Supplied material:
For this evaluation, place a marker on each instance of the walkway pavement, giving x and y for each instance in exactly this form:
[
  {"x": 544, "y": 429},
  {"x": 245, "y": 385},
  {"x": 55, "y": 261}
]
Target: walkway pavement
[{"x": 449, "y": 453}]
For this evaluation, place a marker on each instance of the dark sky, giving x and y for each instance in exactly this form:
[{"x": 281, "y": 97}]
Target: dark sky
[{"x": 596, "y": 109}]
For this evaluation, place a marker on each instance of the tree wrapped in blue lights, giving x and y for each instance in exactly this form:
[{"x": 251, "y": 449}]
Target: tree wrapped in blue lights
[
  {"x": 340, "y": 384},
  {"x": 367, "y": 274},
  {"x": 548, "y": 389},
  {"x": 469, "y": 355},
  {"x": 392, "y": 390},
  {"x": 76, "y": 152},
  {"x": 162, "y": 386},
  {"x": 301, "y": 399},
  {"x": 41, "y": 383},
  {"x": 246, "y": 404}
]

Problem: Copy out every line of the entries above with no changes at all.

Solution:
For this evaluation, place a marker on each instance of the walkway pavement, giving x and y for each instance in exactly this form:
[
  {"x": 544, "y": 429},
  {"x": 245, "y": 385},
  {"x": 55, "y": 261}
]
Target: walkway pavement
[{"x": 449, "y": 453}]
For this evaluation, place a marker on each instance of the dark sky, giving x and y for each instance in exactly this form:
[{"x": 281, "y": 97}]
Target: dark sky
[{"x": 596, "y": 109}]
For this evaluation, place a marker on each instance of the tree wrapped in blue lights, giving x and y for each instance in exactly this form:
[{"x": 251, "y": 449}]
Target: tree wrapped in blue lights
[
  {"x": 340, "y": 384},
  {"x": 367, "y": 274},
  {"x": 548, "y": 389},
  {"x": 469, "y": 355},
  {"x": 392, "y": 390},
  {"x": 76, "y": 152},
  {"x": 162, "y": 386},
  {"x": 301, "y": 399},
  {"x": 41, "y": 383},
  {"x": 246, "y": 404}
]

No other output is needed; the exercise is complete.